ИСХОДНЫЙ ТЕКСТ |
Гефтеровское видение с о б ы т и я - одно из могущественнейших изменений, которое он произвел в русском уме, - допускает реальность возникновения древности (несимулируемой, нестилизованной классической древности) в исчерпанном до пустоты, выморочном пространстве современного. Если верить Гефтеру, Россию, подобно прошлому, нельзя отыскать - с ней можно встретиться, и открытое будущее вас обоих зависит от исхода встречи.
Гефтер начинал не как историк, но как комментатор свершившихся фактов добросовестный, правда, но то вообще было время добросовестных служак и трудяг, среди них Гефтер неразличим. Он начал с честных цитат, подчеркиваний и пометок на архивных полях, с выписок, с маргиналий - и как-то незаметно соскользнул в основной текст русской культуры. В са-амую его середку, где прошлое - предстоит. Я думаю, он не заметил, когда это произошло, - не тогда ли, когда его собственные тексты стали вызывать отчаянье любого редактора?
Нет сомнения, Гефтер делает чье-то дело. Этот писака праздный марает по листу русской классики, давно темному для прочих. Старик все пишет готовый отбросить перо для беседы с досужим гостем (близкому и отказать проще). Он не пишет истории, это История ему почему-то пишет.
Где выживает традиция, когда люди отворачиваются от нее (не станем спорить, из-за каких причин, и не будем судить о вине...)? Ведь она реальна лишь в миг передачи, в ритме возобновления. И на минутку забыв прошлое, к нему уже не вернешься.
Когда же по прошествии времени выходит, что традиция суща, значит, кто-то продолжил дело, платя за продолжение - жизнью на срыве в бессмыслицу, в преувеличенность, в ерунду...
Человеку уже не с кем или почти не с кем говорить. Он перетаскивает все в личную память, как муравей хворостинку, - и там, в расползающемся на пальцах веществе частного быта (в безбытной России-то!) мастерит мировую и национальную историю. Ее орбитальный спасательный модуль - в масштабе комнаты и авторучки. Там, в этом убогом и кем только не презираемом месте продолжается основной труд русской классики - набывание истории.
Поставлена задача выжить, но только вместе со всеми, живым - в сонме живых мертвых. Задача не имеет функционального смысла и, по-видимости, прикладного характера. Она нерешаема. Но ее нерешаемость и поддерживает ток в питательном элементе модели.

ЗАДАНИЕ A | Оформите строки входных данных от самой первой до строки с "hole_handling: even-odd rule, per instance" включительно как JSON-массив строковых значений, по одному значению на каждую строку, пустые строки пропустите.
Текст о Гефтере и строки ниже никак не связаны между собой.

ВХОДНЫЕ ДАННЫЕ |
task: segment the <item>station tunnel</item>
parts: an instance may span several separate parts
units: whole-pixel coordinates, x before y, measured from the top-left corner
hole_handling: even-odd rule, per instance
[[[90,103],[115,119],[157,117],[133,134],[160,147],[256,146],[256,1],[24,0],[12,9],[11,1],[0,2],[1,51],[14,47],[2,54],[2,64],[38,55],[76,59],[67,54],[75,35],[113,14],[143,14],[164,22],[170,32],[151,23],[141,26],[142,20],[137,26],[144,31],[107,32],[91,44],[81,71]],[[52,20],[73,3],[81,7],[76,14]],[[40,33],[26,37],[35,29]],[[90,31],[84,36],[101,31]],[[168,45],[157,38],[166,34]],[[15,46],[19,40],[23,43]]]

ЗАДАНИЕ B | Продолжите текст о Гефтере, начав сразу после его последнего предложения.

ОТВЕТ A |
[
  "task: segment the <item>station tunnel</item>",
  "parts: an instance may span several separate parts",
  "units: whole-pixel coordinates, x before y, measured from the top-left corner",
  "hole_handling: even-odd rule, per instance"
]

ОТВЕТ B |
Возобновлять национальную традицию за нациюне растить лимонное деревце в прихожей: горизонты интерферируют, коренные темы сдваиваются со злобой дня, исторические казусы переживаются с живостью сплетни и анекдота, а великие спутники, живые мертвые обретают современных двойников-пародистов (и Гефтер переживает за проступки иных близких паршивцев, как за пушкинский мандраж у Вревского погоста!). Словам душно звучать, телефона сторонятся, в частной беседе не развернешься, и некогда - все спешат, спешат... И вот слова начинают чересчур много значить в тесном кругу опасно беседующих граждан (тесных друзей, по графу Киселеву).
Нарастает личная тяга сбыться, неутолимая ни в рамках биографии и политики, ни историко-культурной привязкой - ни иными (достойными!) видами стилизации. Отсюда вкус к прошлому, ведь прошлое это не бывшее, а именно то из бывшего, что с б ы л о с ь.
Отсюда - в о л я жить в реальности воскрешенной традиции - жить русским.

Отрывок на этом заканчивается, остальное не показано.